RECORDS SHOWN:
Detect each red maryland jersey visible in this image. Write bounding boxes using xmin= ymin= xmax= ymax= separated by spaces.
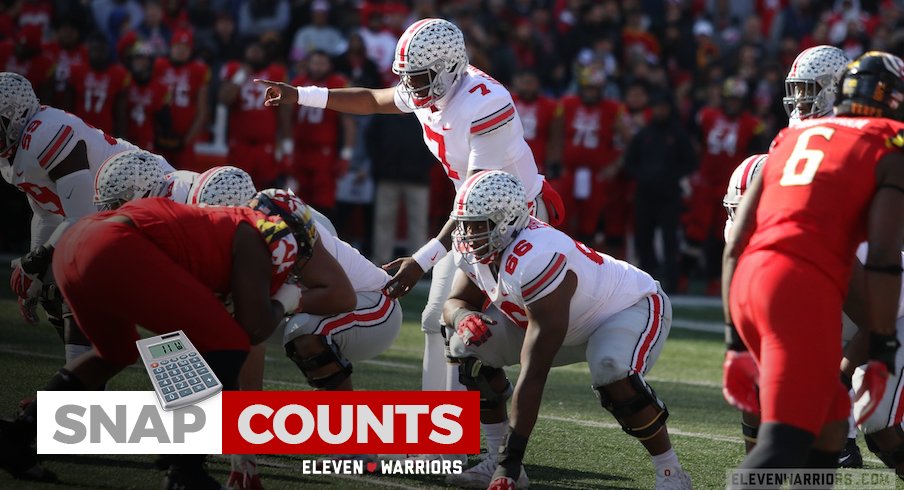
xmin=153 ymin=58 xmax=210 ymax=135
xmin=291 ymin=73 xmax=347 ymax=147
xmin=559 ymin=96 xmax=624 ymax=170
xmin=0 ymin=39 xmax=55 ymax=92
xmin=745 ymin=117 xmax=904 ymax=292
xmin=115 ymin=198 xmax=292 ymax=294
xmin=513 ymin=95 xmax=557 ymax=174
xmin=126 ymin=80 xmax=170 ymax=151
xmin=697 ymin=108 xmax=764 ymax=185
xmin=70 ymin=63 xmax=130 ymax=135
xmin=44 ymin=43 xmax=87 ymax=107
xmin=221 ymin=62 xmax=286 ymax=144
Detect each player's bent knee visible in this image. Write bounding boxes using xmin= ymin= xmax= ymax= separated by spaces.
xmin=457 ymin=357 xmax=512 ymax=414
xmin=590 ymin=355 xmax=630 ymax=387
xmin=593 ymin=373 xmax=669 ymax=441
xmin=285 ymin=335 xmax=353 ymax=390
xmin=865 ymin=427 xmax=904 ymax=469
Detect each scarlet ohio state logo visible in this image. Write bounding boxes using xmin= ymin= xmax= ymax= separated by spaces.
xmin=222 ymin=391 xmax=480 ymax=455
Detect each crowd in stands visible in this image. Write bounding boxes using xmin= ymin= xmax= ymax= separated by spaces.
xmin=2 ymin=0 xmax=903 ymax=295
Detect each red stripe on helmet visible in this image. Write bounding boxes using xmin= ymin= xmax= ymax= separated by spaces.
xmin=397 ymin=18 xmax=433 ymax=64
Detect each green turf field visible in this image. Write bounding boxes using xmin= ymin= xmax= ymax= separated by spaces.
xmin=0 ymin=290 xmax=890 ymax=489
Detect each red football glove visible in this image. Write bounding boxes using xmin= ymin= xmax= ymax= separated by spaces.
xmin=722 ymin=350 xmax=761 ymax=414
xmin=10 ymin=259 xmax=36 ymax=298
xmin=855 ymin=360 xmax=890 ymax=426
xmin=455 ymin=312 xmax=497 ymax=347
xmin=487 ymin=476 xmax=517 ymax=490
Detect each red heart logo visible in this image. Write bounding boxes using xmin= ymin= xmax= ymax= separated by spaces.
xmin=366 ymin=462 xmax=377 ymax=473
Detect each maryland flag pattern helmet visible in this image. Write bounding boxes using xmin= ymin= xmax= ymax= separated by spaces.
xmin=835 ymin=51 xmax=904 ymax=121
xmin=248 ymin=188 xmax=318 ymax=264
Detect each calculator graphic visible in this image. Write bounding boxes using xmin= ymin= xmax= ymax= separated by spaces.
xmin=136 ymin=331 xmax=222 ymax=410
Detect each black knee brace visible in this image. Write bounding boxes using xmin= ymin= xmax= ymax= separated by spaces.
xmin=458 ymin=357 xmax=512 ymax=414
xmin=594 ymin=373 xmax=669 ymax=441
xmin=286 ymin=336 xmax=353 ymax=390
xmin=742 ymin=421 xmax=759 ymax=444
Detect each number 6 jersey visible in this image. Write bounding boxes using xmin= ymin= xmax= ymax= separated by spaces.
xmin=453 ymin=217 xmax=657 ymax=346
xmin=746 ymin=117 xmax=904 ymax=291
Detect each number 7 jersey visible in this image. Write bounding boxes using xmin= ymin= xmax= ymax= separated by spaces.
xmin=747 ymin=116 xmax=904 ymax=291
xmin=395 ymin=66 xmax=543 ymax=200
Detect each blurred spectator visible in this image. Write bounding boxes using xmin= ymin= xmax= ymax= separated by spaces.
xmin=46 ymin=16 xmax=88 ymax=108
xmin=17 ymin=0 xmax=53 ymax=36
xmin=208 ymin=11 xmax=244 ymax=64
xmin=551 ymin=67 xmax=629 ymax=254
xmin=358 ymin=11 xmax=397 ymax=83
xmin=282 ymin=51 xmax=355 ymax=217
xmin=333 ymin=32 xmax=383 ymax=88
xmin=511 ymin=70 xmax=557 ymax=175
xmin=219 ymin=38 xmax=287 ymax=188
xmin=624 ymin=92 xmax=697 ymax=294
xmin=137 ymin=0 xmax=172 ymax=57
xmin=153 ymin=28 xmax=211 ymax=171
xmin=0 ymin=25 xmax=56 ymax=103
xmin=69 ymin=32 xmax=130 ymax=137
xmin=367 ymin=113 xmax=432 ymax=266
xmin=290 ymin=0 xmax=347 ymax=63
xmin=237 ymin=0 xmax=290 ymax=41
xmin=683 ymin=77 xmax=764 ymax=295
xmin=124 ymin=41 xmax=172 ymax=152
xmin=91 ymin=0 xmax=144 ymax=42
xmin=335 ymin=115 xmax=375 ymax=255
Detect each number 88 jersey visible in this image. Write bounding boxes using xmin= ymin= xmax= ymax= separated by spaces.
xmin=454 ymin=217 xmax=657 ymax=346
xmin=746 ymin=117 xmax=904 ymax=291
xmin=395 ymin=66 xmax=544 ymax=201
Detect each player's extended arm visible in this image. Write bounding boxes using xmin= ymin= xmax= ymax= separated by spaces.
xmin=442 ymin=269 xmax=498 ymax=345
xmin=721 ymin=170 xmax=764 ymax=325
xmin=256 ymin=79 xmax=403 ymax=115
xmin=230 ymin=223 xmax=296 ymax=344
xmin=296 ymin=237 xmax=356 ymax=315
xmin=494 ymin=270 xmax=575 ymax=483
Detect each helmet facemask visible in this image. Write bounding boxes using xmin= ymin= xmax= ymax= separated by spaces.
xmin=0 ymin=115 xmax=12 ymax=158
xmin=395 ymin=58 xmax=456 ymax=109
xmin=783 ymin=74 xmax=835 ymax=120
xmin=453 ymin=218 xmax=504 ymax=265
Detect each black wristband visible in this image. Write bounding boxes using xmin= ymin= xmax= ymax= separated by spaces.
xmin=869 ymin=332 xmax=901 ymax=373
xmin=496 ymin=428 xmax=529 ymax=480
xmin=21 ymin=245 xmax=53 ymax=277
xmin=725 ymin=324 xmax=747 ymax=352
xmin=863 ymin=263 xmax=904 ymax=275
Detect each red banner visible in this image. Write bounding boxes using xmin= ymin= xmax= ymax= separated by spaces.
xmin=222 ymin=391 xmax=480 ymax=455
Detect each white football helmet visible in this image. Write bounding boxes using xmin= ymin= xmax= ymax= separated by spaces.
xmin=94 ymin=150 xmax=167 ymax=210
xmin=451 ymin=170 xmax=530 ymax=264
xmin=783 ymin=45 xmax=849 ymax=121
xmin=0 ymin=72 xmax=41 ymax=159
xmin=723 ymin=153 xmax=767 ymax=221
xmin=188 ymin=166 xmax=256 ymax=206
xmin=392 ymin=18 xmax=468 ymax=109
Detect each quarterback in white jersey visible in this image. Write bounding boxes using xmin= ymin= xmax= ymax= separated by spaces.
xmin=256 ymin=18 xmax=565 ymax=426
xmin=443 ymin=171 xmax=690 ymax=490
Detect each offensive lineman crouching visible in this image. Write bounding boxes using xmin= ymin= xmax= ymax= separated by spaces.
xmin=442 ymin=171 xmax=692 ymax=489
xmin=0 ymin=193 xmax=353 ymax=489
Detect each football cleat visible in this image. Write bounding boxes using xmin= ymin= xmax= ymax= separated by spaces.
xmin=0 ymin=419 xmax=56 ymax=482
xmin=487 ymin=476 xmax=517 ymax=490
xmin=655 ymin=467 xmax=693 ymax=490
xmin=226 ymin=453 xmax=264 ymax=489
xmin=838 ymin=438 xmax=863 ymax=468
xmin=446 ymin=457 xmax=528 ymax=489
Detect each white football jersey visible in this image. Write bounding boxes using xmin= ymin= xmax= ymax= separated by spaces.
xmin=454 ymin=217 xmax=657 ymax=346
xmin=156 ymin=170 xmax=198 ymax=204
xmin=313 ymin=220 xmax=390 ymax=293
xmin=10 ymin=107 xmax=174 ymax=218
xmin=855 ymin=243 xmax=904 ymax=319
xmin=394 ymin=66 xmax=543 ymax=199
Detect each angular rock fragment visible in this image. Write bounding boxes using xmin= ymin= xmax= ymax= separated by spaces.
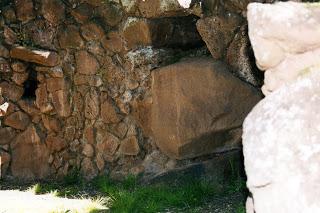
xmin=4 ymin=111 xmax=30 ymax=130
xmin=10 ymin=47 xmax=60 ymax=67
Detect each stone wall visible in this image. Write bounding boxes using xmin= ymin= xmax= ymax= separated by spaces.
xmin=0 ymin=0 xmax=263 ymax=181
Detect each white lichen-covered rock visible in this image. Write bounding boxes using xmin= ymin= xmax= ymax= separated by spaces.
xmin=243 ymin=67 xmax=320 ymax=213
xmin=177 ymin=0 xmax=191 ymax=8
xmin=247 ymin=2 xmax=320 ymax=95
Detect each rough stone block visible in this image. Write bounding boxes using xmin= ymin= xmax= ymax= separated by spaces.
xmin=151 ymin=58 xmax=261 ymax=159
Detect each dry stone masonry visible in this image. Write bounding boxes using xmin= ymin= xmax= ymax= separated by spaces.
xmin=0 ymin=0 xmax=263 ymax=181
xmin=244 ymin=2 xmax=320 ymax=213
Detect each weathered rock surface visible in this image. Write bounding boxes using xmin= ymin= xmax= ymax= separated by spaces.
xmin=247 ymin=2 xmax=320 ymax=95
xmin=75 ymin=51 xmax=99 ymax=75
xmin=96 ymin=132 xmax=120 ymax=161
xmin=41 ymin=0 xmax=65 ymax=26
xmin=243 ymin=67 xmax=320 ymax=213
xmin=0 ymin=127 xmax=16 ymax=145
xmin=227 ymin=25 xmax=262 ymax=87
xmin=46 ymin=135 xmax=66 ymax=153
xmin=152 ymin=58 xmax=261 ymax=159
xmin=10 ymin=47 xmax=60 ymax=67
xmin=244 ymin=2 xmax=320 ymax=212
xmin=122 ymin=16 xmax=202 ymax=50
xmin=14 ymin=0 xmax=35 ymax=23
xmin=197 ymin=14 xmax=243 ymax=59
xmin=52 ymin=90 xmax=71 ymax=117
xmin=100 ymin=100 xmax=120 ymax=124
xmin=0 ymin=0 xmax=263 ymax=181
xmin=138 ymin=0 xmax=186 ymax=18
xmin=81 ymin=157 xmax=98 ymax=180
xmin=119 ymin=136 xmax=140 ymax=156
xmin=0 ymin=151 xmax=11 ymax=177
xmin=11 ymin=125 xmax=50 ymax=180
xmin=0 ymin=82 xmax=24 ymax=102
xmin=4 ymin=111 xmax=30 ymax=130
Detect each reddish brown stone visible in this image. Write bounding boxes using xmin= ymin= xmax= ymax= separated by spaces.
xmin=23 ymin=19 xmax=57 ymax=49
xmin=102 ymin=31 xmax=125 ymax=53
xmin=131 ymin=99 xmax=152 ymax=135
xmin=10 ymin=46 xmax=60 ymax=67
xmin=138 ymin=0 xmax=186 ymax=18
xmin=46 ymin=78 xmax=69 ymax=92
xmin=0 ymin=82 xmax=24 ymax=102
xmin=46 ymin=135 xmax=67 ymax=153
xmin=4 ymin=111 xmax=30 ymax=130
xmin=64 ymin=125 xmax=76 ymax=142
xmin=41 ymin=0 xmax=65 ymax=25
xmin=119 ymin=136 xmax=140 ymax=156
xmin=87 ymin=41 xmax=105 ymax=57
xmin=0 ymin=58 xmax=11 ymax=73
xmin=151 ymin=58 xmax=262 ymax=159
xmin=100 ymin=100 xmax=120 ymax=124
xmin=82 ymin=144 xmax=94 ymax=158
xmin=75 ymin=51 xmax=99 ymax=75
xmin=0 ymin=127 xmax=16 ymax=145
xmin=96 ymin=132 xmax=120 ymax=159
xmin=81 ymin=157 xmax=98 ymax=180
xmin=122 ymin=18 xmax=152 ymax=50
xmin=11 ymin=125 xmax=50 ymax=180
xmin=84 ymin=88 xmax=100 ymax=119
xmin=0 ymin=45 xmax=9 ymax=58
xmin=96 ymin=3 xmax=123 ymax=27
xmin=95 ymin=153 xmax=105 ymax=171
xmin=18 ymin=100 xmax=40 ymax=116
xmin=11 ymin=61 xmax=27 ymax=73
xmin=3 ymin=6 xmax=16 ymax=23
xmin=41 ymin=114 xmax=61 ymax=133
xmin=0 ymin=151 xmax=11 ymax=177
xmin=196 ymin=15 xmax=243 ymax=59
xmin=52 ymin=89 xmax=71 ymax=117
xmin=35 ymin=66 xmax=64 ymax=78
xmin=58 ymin=25 xmax=84 ymax=49
xmin=35 ymin=83 xmax=53 ymax=113
xmin=73 ymin=92 xmax=84 ymax=112
xmin=84 ymin=126 xmax=95 ymax=144
xmin=14 ymin=0 xmax=35 ymax=23
xmin=122 ymin=17 xmax=202 ymax=50
xmin=74 ymin=74 xmax=102 ymax=87
xmin=81 ymin=22 xmax=105 ymax=41
xmin=4 ymin=26 xmax=17 ymax=45
xmin=11 ymin=72 xmax=28 ymax=86
xmin=111 ymin=122 xmax=128 ymax=139
xmin=71 ymin=3 xmax=94 ymax=24
xmin=83 ymin=0 xmax=102 ymax=7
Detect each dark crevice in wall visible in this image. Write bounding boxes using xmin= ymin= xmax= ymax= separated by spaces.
xmin=22 ymin=69 xmax=38 ymax=100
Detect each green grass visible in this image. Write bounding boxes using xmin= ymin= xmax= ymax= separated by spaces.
xmin=93 ymin=175 xmax=245 ymax=213
xmin=10 ymin=173 xmax=247 ymax=213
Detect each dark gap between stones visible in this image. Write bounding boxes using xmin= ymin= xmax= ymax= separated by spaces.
xmin=22 ymin=68 xmax=38 ymax=100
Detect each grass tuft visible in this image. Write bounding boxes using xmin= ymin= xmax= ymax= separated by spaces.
xmin=27 ymin=183 xmax=42 ymax=195
xmin=93 ymin=176 xmax=223 ymax=213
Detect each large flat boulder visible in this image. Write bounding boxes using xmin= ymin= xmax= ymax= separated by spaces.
xmin=151 ymin=58 xmax=262 ymax=159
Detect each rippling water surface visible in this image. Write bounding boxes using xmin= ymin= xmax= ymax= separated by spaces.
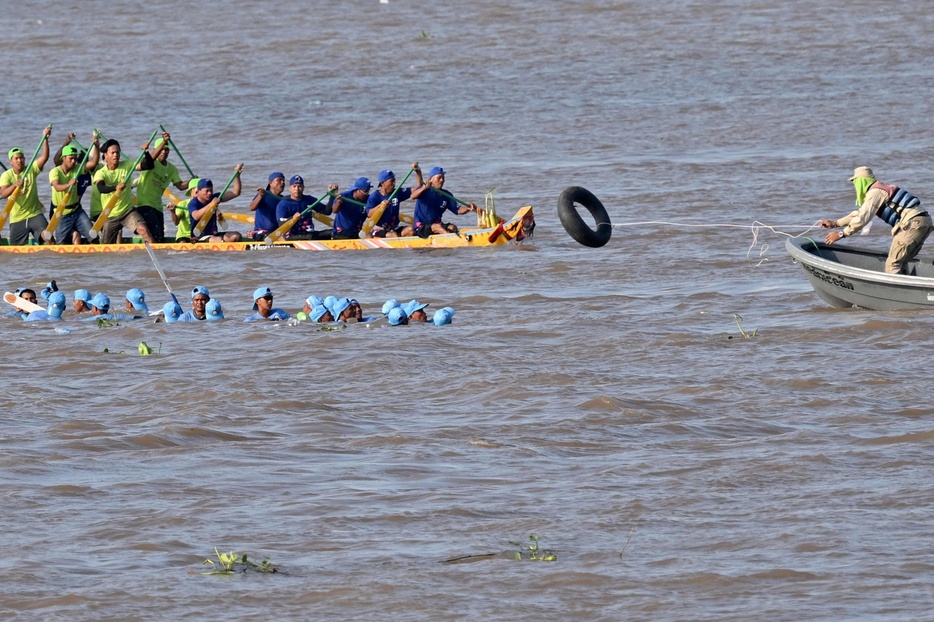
xmin=3 ymin=1 xmax=934 ymax=619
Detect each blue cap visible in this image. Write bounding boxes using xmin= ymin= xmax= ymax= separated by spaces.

WHAT IS REQUIRED: When you reach the line with "Detect each dark gap" in the entries above, start copying, and go on word for word to the last line; skip any picture.

RESPONSE:
Detect each dark gap between stones visible in this image. Write bounding boxes using xmin= ymin= xmax= ymax= separated by spaces.
xmin=22 ymin=68 xmax=38 ymax=100
Detect each grass tuft visible in this image. Write bounding boxes using xmin= ymin= xmax= ymax= separated by spaces.
xmin=27 ymin=183 xmax=42 ymax=195
xmin=93 ymin=176 xmax=223 ymax=213
Detect each large flat boulder visible in this image. Write bounding boxes using xmin= ymin= xmax= ymax= separated by spaces.
xmin=151 ymin=58 xmax=262 ymax=159
Detect each rippling water surface visible in this image. Write bounding boxes using xmin= ymin= xmax= ymax= separated by spaces.
xmin=3 ymin=1 xmax=934 ymax=619
Detect each blue cap visible in this image. Write bounding boxes using xmin= ymin= xmax= ymax= separated by spaces.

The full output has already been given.